## Task objective
Copy the records word for word, starting at their very first line and ending at the line that contains "[[118, 106], [388, 171], [210, 158]]", with both of those lines included.

## Supplied data
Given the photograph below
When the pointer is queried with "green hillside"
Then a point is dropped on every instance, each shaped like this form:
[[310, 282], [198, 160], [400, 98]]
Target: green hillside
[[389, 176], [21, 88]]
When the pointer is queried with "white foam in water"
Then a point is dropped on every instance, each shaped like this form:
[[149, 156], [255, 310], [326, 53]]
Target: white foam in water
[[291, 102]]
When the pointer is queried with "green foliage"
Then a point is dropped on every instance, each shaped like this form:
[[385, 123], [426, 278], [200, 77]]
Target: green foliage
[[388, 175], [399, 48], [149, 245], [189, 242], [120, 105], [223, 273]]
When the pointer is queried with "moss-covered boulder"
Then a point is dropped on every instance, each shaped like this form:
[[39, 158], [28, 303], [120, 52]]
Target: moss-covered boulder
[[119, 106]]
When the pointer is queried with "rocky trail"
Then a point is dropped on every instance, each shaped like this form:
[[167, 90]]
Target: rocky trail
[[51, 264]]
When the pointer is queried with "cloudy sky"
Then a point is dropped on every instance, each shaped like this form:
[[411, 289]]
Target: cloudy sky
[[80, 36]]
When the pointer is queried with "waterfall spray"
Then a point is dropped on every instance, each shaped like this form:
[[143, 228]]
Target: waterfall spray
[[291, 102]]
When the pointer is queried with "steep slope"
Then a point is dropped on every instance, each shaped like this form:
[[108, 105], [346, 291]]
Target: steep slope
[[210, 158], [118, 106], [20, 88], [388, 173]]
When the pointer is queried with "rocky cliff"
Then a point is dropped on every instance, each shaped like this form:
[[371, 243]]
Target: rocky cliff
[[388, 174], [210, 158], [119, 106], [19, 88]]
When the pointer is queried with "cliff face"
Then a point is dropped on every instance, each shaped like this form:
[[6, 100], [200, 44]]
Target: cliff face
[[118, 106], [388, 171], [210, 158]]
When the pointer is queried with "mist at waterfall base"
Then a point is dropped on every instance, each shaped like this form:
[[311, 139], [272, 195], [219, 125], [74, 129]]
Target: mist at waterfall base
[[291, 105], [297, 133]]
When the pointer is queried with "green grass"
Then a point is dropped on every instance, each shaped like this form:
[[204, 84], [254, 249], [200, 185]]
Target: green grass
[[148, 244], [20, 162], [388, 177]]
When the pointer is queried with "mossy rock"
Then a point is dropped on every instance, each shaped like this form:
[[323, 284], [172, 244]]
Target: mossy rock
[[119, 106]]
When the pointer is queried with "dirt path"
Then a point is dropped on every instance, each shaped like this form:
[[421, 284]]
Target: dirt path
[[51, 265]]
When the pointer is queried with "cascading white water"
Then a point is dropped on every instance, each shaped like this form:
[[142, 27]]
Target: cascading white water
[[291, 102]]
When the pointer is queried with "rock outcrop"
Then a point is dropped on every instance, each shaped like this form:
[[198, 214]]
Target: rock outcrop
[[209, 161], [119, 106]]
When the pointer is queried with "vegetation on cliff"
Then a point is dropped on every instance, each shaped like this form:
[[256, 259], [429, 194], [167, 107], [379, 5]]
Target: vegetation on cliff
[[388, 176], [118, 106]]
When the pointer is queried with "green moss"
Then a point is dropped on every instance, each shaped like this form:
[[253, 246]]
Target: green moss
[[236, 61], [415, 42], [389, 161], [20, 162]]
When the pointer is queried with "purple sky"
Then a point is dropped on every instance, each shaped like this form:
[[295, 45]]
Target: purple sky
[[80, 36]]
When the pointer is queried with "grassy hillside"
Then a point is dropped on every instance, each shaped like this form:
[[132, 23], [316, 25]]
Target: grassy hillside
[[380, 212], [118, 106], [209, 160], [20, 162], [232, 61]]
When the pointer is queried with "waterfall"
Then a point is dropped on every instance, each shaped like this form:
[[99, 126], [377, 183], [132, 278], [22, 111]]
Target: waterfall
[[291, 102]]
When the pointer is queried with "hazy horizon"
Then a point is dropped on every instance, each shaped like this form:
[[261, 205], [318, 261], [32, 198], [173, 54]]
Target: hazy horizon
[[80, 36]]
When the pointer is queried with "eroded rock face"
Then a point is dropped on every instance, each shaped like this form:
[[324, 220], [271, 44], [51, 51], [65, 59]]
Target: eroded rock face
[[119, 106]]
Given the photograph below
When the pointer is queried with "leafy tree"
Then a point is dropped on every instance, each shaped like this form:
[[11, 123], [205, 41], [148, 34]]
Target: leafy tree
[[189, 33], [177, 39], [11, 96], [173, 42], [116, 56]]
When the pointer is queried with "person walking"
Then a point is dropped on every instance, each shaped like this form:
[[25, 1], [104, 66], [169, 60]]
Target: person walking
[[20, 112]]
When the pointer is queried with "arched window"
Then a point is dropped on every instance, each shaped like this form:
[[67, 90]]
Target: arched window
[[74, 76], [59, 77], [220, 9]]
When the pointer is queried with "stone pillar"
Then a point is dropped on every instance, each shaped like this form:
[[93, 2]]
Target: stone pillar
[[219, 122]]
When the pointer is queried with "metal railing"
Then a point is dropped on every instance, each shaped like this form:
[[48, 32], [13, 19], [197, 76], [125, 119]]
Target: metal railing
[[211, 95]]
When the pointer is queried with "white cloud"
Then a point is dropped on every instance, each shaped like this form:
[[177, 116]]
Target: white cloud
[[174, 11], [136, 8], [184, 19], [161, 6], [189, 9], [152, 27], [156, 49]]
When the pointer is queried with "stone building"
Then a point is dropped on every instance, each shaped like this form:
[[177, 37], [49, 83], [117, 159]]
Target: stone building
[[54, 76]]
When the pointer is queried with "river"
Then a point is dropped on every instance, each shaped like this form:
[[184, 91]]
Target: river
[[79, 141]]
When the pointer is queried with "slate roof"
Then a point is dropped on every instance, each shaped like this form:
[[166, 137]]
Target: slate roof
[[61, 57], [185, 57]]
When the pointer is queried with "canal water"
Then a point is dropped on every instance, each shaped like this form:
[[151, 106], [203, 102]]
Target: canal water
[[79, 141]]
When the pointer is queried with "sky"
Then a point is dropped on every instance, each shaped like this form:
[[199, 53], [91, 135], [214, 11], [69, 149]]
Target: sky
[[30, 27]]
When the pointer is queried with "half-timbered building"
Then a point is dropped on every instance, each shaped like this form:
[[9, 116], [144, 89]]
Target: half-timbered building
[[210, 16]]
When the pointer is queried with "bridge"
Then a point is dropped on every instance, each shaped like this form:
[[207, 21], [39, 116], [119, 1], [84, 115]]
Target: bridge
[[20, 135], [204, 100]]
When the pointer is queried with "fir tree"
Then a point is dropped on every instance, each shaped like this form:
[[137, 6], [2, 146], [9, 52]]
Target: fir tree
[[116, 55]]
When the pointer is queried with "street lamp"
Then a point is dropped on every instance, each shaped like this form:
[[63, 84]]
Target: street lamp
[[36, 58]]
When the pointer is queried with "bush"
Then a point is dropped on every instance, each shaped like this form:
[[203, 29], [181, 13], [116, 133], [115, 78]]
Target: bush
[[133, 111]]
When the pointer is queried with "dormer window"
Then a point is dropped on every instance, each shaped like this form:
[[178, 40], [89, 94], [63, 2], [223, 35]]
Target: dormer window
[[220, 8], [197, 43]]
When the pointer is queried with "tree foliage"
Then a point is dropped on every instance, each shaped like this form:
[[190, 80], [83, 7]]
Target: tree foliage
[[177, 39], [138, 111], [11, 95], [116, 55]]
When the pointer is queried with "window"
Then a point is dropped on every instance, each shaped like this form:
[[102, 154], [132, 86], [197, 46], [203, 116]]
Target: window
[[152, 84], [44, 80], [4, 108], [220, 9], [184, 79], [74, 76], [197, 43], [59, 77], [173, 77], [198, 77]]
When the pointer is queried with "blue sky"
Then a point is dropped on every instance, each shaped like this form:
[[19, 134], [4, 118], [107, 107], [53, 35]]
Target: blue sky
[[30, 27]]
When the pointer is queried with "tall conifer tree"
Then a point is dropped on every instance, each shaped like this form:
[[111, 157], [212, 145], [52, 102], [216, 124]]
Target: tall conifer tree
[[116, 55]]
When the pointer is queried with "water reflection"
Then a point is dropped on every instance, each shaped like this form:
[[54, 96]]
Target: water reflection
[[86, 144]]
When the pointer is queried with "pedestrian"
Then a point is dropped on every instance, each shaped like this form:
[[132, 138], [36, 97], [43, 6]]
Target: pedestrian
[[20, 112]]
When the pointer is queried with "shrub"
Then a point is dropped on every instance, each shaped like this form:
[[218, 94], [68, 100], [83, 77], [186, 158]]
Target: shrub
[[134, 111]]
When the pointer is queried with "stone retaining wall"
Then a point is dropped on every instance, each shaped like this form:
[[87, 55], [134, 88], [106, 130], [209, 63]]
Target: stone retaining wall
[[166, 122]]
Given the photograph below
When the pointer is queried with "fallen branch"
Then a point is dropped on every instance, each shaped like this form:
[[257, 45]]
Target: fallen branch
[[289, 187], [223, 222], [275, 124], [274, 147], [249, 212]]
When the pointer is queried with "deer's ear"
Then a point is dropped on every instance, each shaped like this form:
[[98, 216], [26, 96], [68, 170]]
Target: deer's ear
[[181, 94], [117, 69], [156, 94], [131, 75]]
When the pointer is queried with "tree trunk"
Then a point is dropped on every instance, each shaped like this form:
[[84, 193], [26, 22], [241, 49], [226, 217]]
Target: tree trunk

## Completed exercise
Given the photograph below
When the pointer is queried with "green hillside"
Then a point is dropped on every instance, each shaped like this form:
[[310, 282], [198, 160], [400, 98]]
Target: green hillside
[[389, 176], [21, 88]]
When the pointer is queried with "white foam in water"
Then a point is dropped on every instance, each shaped like this form:
[[149, 156], [255, 310], [326, 53]]
Target: white foam in water
[[291, 102]]
When the pointer is queried with "green foliage"
Then a point is dropped on every instance, each shaped like this form:
[[385, 123], [426, 278], [200, 77]]
Target: green foliage
[[388, 175], [399, 48], [149, 245], [189, 242], [120, 105], [223, 273]]
When the pointer is queried with "moss-covered boulder"
Then a point is dropped on every instance, each shaped like this form:
[[39, 158], [28, 303], [120, 52]]
Target: moss-covered boulder
[[119, 106]]
When the pointer is queried with "rocky trail"
Then a point is dropped on every instance, each shaped like this form:
[[167, 90]]
Target: rocky trail
[[51, 264]]
When the pointer is queried with "cloudy sky"
Then a point is dropped on every instance, each shaped like this form:
[[411, 289]]
Target: cloudy sky
[[80, 36]]
When the pointer is queried with "waterfall spray"
Then a point is dropped on every instance, each shaped like this form:
[[143, 228]]
Target: waterfall spray
[[291, 102]]
When the pointer is queried with "steep slope"
Then a point is dropped on every instance, each shaped like this form:
[[108, 105], [346, 291]]
Target: steep slope
[[210, 158], [118, 106], [20, 88], [388, 173]]
When the pointer is queried with "rocky cliff"
Then a point is dropped on every instance, each shaped like this form:
[[371, 243]]
Target: rocky cliff
[[388, 174], [210, 158], [119, 106], [19, 88]]
When the pointer is queried with "cliff face"
Then a point is dropped on every instance, each shaped like this form:
[[6, 100], [200, 44]]
Target: cliff face
[[118, 106], [388, 171], [210, 158]]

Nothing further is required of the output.